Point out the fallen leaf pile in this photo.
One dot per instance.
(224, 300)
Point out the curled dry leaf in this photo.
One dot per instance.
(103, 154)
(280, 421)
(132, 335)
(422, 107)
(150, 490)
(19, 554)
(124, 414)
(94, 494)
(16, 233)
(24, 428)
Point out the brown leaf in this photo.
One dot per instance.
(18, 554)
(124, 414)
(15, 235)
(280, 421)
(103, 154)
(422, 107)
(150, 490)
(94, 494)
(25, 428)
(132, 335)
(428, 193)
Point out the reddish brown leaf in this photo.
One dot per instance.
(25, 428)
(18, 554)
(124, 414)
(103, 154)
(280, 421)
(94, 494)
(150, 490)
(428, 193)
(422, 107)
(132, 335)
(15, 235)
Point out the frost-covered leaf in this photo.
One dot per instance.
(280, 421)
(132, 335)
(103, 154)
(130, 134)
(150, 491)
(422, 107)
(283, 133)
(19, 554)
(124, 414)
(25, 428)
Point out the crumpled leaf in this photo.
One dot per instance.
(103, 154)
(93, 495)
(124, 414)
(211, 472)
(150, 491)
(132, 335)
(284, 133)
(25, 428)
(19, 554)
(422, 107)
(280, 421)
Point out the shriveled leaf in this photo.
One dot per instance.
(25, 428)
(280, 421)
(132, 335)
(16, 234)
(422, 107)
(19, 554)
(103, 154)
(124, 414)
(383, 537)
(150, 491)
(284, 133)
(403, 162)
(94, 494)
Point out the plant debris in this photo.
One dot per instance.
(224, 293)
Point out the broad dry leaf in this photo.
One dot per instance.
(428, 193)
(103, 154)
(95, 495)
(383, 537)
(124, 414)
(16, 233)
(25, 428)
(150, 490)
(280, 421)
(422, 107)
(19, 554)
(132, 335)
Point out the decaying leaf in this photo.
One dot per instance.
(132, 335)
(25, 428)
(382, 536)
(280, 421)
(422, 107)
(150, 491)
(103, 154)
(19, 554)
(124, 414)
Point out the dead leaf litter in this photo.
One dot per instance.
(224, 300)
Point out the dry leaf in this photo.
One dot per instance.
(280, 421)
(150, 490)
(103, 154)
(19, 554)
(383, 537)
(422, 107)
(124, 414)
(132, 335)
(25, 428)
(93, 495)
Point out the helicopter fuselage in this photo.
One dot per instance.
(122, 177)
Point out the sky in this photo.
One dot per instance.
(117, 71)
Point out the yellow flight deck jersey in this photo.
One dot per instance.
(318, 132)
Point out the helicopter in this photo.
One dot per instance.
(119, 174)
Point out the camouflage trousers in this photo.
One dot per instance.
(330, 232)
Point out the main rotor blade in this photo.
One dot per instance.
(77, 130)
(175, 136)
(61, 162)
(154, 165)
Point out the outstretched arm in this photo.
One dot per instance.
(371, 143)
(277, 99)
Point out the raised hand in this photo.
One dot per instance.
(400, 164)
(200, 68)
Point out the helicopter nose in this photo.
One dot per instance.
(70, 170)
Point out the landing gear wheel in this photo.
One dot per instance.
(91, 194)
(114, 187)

★ ★ ★ ★ ★ ★ ★

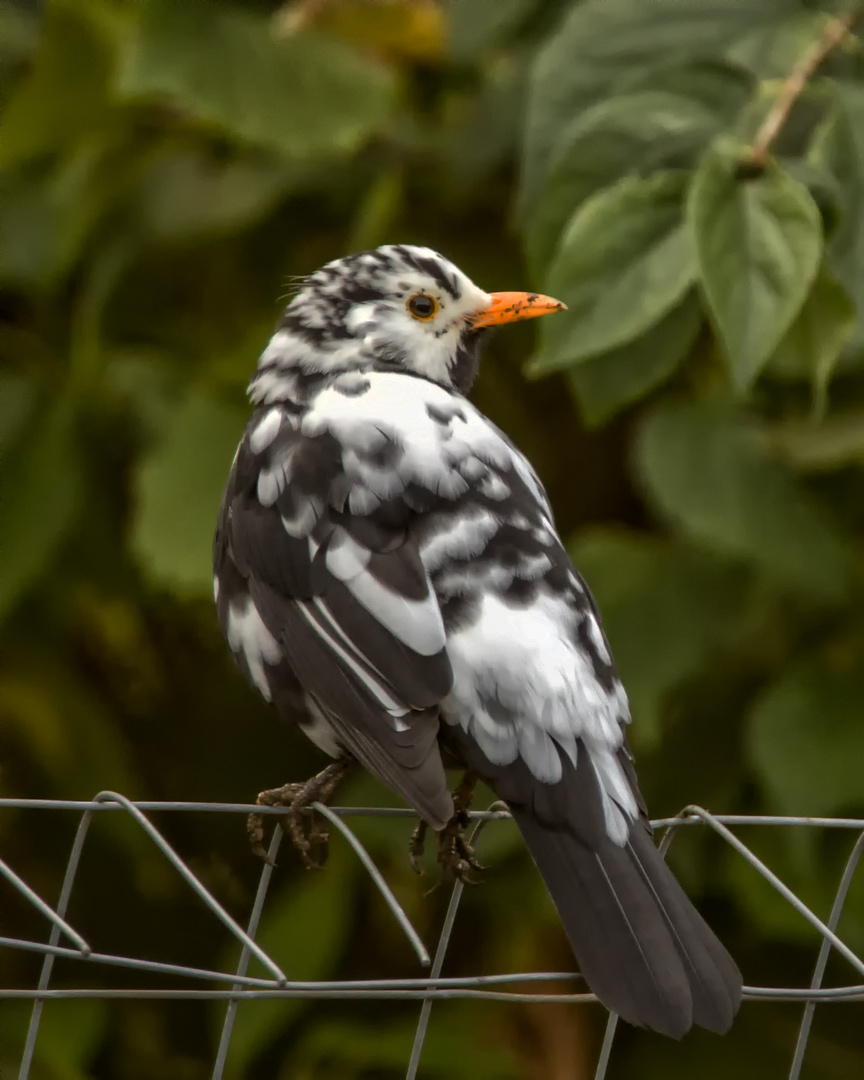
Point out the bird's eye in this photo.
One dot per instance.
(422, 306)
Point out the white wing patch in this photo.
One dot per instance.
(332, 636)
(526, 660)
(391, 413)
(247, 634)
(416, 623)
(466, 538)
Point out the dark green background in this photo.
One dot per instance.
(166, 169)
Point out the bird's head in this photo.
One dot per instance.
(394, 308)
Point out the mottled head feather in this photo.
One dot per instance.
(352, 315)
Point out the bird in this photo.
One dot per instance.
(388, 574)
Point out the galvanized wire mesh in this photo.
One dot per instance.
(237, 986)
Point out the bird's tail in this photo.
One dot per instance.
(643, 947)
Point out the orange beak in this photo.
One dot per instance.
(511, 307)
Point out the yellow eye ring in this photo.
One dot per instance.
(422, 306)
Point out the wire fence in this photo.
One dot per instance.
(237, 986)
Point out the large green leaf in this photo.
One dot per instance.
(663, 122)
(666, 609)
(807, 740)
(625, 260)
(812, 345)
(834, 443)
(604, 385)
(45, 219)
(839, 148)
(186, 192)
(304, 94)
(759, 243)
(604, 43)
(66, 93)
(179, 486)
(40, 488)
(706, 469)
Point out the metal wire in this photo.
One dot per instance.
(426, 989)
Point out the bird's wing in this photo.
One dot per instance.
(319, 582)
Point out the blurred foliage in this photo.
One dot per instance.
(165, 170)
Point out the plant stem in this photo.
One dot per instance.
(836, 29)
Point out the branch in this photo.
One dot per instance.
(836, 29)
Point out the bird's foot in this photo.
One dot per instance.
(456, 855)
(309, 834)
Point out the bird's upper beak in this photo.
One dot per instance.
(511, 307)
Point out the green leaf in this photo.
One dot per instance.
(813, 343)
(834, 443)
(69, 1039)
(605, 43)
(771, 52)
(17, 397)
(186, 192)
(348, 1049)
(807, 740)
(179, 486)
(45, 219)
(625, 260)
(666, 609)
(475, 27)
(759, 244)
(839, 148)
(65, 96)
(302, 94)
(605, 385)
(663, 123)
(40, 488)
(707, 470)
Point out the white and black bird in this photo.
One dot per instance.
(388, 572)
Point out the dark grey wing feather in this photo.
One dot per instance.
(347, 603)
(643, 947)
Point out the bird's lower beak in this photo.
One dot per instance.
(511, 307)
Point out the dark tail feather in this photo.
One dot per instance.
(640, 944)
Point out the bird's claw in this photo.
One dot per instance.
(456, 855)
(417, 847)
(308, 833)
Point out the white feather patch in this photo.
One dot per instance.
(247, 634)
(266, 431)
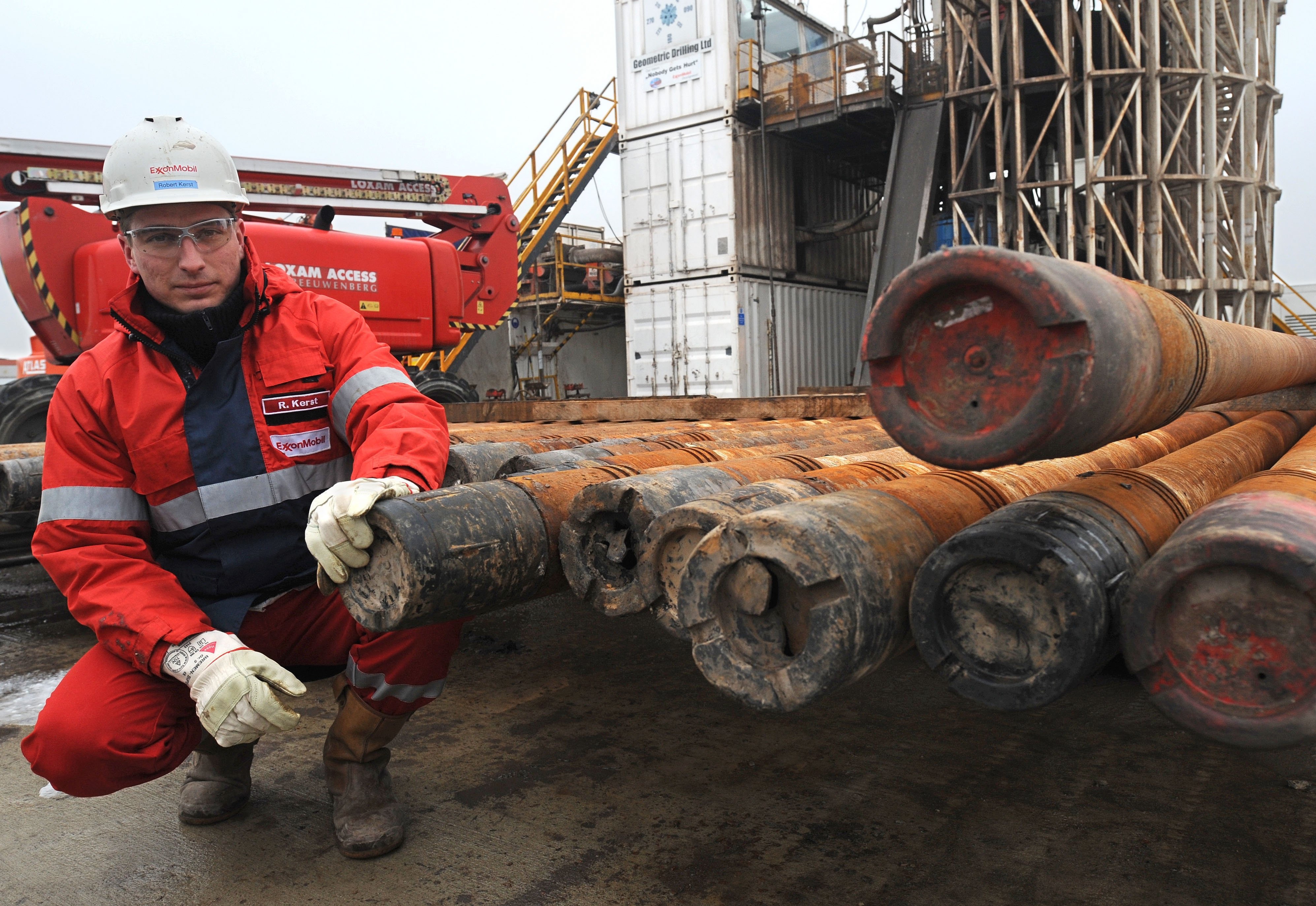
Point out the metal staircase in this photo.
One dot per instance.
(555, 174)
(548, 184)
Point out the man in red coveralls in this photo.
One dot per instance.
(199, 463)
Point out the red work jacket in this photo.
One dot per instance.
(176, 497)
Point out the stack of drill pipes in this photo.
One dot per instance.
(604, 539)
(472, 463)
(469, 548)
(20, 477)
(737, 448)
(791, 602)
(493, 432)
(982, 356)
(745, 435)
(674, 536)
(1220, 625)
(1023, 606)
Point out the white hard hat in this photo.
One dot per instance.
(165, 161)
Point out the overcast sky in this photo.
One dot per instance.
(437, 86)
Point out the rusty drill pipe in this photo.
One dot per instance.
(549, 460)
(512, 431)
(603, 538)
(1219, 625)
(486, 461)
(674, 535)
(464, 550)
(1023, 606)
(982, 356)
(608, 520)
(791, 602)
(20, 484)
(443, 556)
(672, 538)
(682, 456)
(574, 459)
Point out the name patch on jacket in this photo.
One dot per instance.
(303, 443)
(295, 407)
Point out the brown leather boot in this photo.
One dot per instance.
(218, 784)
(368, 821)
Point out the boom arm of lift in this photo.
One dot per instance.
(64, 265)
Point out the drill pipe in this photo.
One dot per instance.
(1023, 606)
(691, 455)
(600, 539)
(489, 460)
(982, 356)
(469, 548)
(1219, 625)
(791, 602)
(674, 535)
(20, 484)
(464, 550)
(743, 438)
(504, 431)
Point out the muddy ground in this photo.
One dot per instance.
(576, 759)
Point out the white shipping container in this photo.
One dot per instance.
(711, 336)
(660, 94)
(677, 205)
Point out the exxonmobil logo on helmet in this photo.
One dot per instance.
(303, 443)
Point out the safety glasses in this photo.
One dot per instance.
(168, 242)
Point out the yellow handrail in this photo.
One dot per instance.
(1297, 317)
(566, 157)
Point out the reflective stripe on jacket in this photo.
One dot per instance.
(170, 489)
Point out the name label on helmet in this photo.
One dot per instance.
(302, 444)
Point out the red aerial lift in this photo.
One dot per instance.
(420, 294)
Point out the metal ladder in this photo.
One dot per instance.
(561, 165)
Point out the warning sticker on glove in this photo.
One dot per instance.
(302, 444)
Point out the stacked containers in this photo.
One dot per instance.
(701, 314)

★ ★ ★ ★ ★ ★ ★

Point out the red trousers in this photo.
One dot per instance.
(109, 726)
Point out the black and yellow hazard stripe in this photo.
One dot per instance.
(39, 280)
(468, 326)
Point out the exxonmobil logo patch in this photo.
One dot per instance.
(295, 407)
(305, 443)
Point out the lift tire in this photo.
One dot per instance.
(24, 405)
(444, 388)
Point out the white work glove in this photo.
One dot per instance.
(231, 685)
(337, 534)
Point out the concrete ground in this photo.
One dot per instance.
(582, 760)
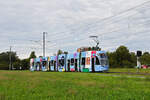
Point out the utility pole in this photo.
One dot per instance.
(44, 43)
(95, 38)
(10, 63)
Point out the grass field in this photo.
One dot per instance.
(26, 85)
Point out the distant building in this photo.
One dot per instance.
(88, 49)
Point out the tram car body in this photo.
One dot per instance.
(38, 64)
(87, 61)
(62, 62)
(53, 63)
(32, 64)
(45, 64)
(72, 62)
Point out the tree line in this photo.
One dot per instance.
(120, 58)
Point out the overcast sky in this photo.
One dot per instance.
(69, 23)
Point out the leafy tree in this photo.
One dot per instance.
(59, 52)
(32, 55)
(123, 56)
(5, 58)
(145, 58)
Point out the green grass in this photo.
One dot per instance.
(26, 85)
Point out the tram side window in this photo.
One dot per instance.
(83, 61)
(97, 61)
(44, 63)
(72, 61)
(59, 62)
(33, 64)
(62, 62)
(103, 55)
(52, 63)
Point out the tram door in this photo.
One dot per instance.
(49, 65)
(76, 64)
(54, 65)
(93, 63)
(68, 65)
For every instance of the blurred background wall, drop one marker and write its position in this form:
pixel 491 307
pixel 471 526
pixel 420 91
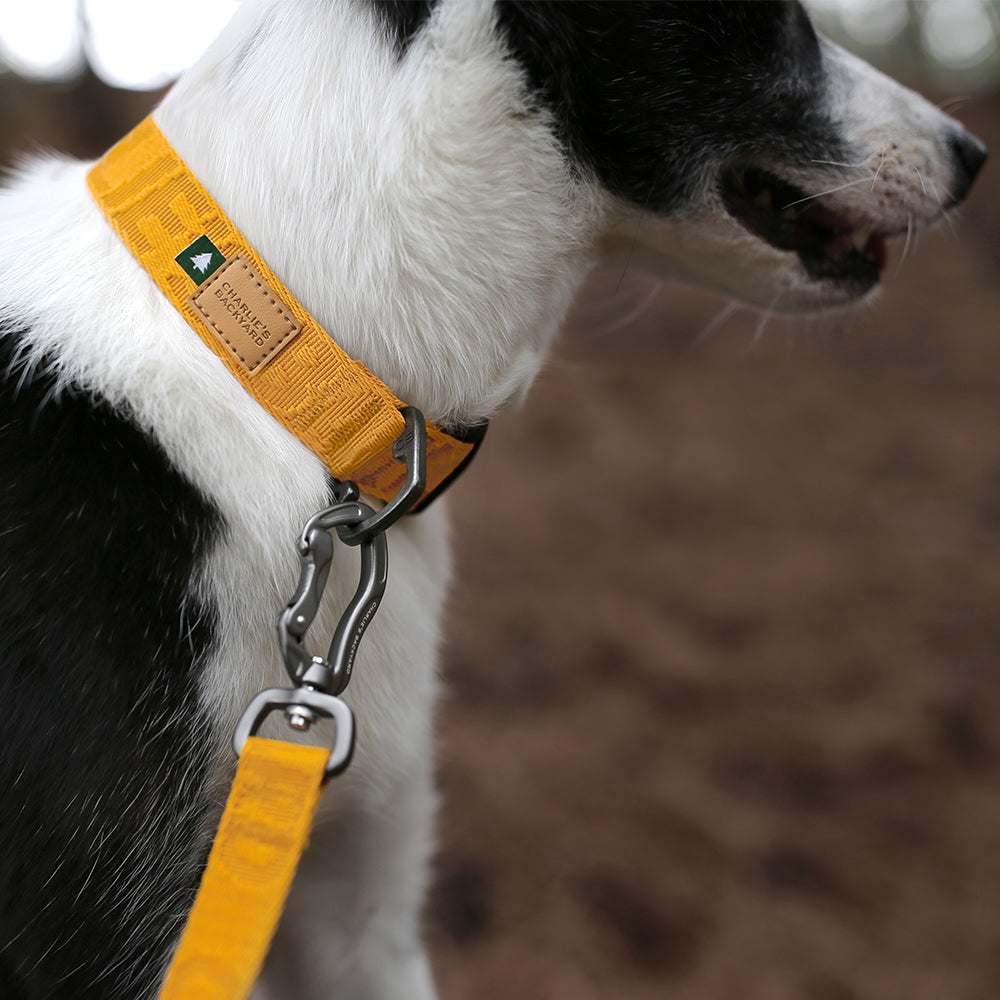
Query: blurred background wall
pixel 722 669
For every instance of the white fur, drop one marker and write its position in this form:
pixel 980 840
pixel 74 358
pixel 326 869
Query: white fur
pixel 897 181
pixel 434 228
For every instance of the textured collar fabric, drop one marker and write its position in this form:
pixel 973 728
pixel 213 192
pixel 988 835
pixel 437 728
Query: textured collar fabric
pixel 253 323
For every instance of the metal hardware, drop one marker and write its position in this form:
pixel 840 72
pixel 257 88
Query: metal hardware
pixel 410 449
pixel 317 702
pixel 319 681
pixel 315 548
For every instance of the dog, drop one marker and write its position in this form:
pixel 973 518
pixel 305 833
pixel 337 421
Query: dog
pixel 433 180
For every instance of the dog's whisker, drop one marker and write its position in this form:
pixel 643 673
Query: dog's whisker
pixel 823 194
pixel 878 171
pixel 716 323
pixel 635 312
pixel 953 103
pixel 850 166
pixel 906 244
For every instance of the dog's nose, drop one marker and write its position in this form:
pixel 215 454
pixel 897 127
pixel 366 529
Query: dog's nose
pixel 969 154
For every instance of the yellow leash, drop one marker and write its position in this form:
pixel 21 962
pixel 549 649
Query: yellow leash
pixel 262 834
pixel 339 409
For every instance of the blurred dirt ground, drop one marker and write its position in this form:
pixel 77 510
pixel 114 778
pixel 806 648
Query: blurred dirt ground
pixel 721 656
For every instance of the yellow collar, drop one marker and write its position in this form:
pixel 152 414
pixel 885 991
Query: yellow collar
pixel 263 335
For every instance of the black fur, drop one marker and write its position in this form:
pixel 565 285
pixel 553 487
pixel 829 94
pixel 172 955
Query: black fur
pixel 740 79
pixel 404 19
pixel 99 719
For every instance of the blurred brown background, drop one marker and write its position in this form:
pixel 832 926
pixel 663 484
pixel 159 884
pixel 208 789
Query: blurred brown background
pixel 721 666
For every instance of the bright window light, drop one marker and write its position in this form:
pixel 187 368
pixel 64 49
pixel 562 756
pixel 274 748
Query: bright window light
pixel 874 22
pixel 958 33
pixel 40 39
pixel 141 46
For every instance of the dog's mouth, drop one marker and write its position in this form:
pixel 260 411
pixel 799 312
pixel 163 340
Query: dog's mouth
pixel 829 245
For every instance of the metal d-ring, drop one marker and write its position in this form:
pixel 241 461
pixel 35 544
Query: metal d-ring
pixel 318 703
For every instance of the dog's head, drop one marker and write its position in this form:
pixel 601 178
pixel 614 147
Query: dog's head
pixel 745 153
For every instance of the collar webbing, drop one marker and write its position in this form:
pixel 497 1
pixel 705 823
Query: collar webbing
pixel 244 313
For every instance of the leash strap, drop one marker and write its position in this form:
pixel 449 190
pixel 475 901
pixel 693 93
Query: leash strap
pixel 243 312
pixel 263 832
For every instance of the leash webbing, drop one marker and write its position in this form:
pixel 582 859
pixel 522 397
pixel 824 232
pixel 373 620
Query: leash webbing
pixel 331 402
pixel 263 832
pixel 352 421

★ ★ ★ ★ ★ ★ ★

(Task instructions): Can you echo back, unchanged, the part of the listing that opens with the line containing "For every instance of the textured" and closes with the line containing "pixel 99 719", keeping both of those lines?

(Exercise output):
For every instance of the textured collar fabric, drop one marker and write its position in this form:
pixel 973 728
pixel 213 192
pixel 988 835
pixel 437 728
Query: textured collar fabric
pixel 253 323
For every instance of the metal hardware, drop one marker and write its position in this form:
pixel 840 72
pixel 257 88
Query: metal hardware
pixel 410 449
pixel 317 702
pixel 319 681
pixel 315 548
For every instance of the dog, drop one marker and write its position in this form:
pixel 973 518
pixel 305 833
pixel 337 421
Query: dog
pixel 433 180
For every instance of the dog's whisker, drop one marker and write its position in this form:
pixel 643 673
Query: dog's whisker
pixel 823 194
pixel 878 171
pixel 716 323
pixel 635 312
pixel 953 103
pixel 850 166
pixel 906 244
For every instance of the dog's nose, drop one marker and write its position in this form:
pixel 215 454
pixel 897 127
pixel 366 529
Query: dog's nose
pixel 969 154
For every instance of the yellow leash, drop one marker and write its position in this form:
pixel 21 962
pixel 549 649
Query: yellow leash
pixel 262 834
pixel 339 409
For every instance of the blurred dirt ground, drop one marker and write its position in this form:
pixel 77 510
pixel 114 778
pixel 806 648
Query: blurred dirt ground
pixel 721 656
For every instance of the yellow collar, drop one marker and write its position in this form:
pixel 152 414
pixel 885 991
Query: yellow collar
pixel 263 335
For every instance of the black fur, drop one marker and write its position in this form:
pixel 565 285
pixel 553 487
pixel 829 94
pixel 172 955
Query: black fur
pixel 740 79
pixel 404 19
pixel 99 719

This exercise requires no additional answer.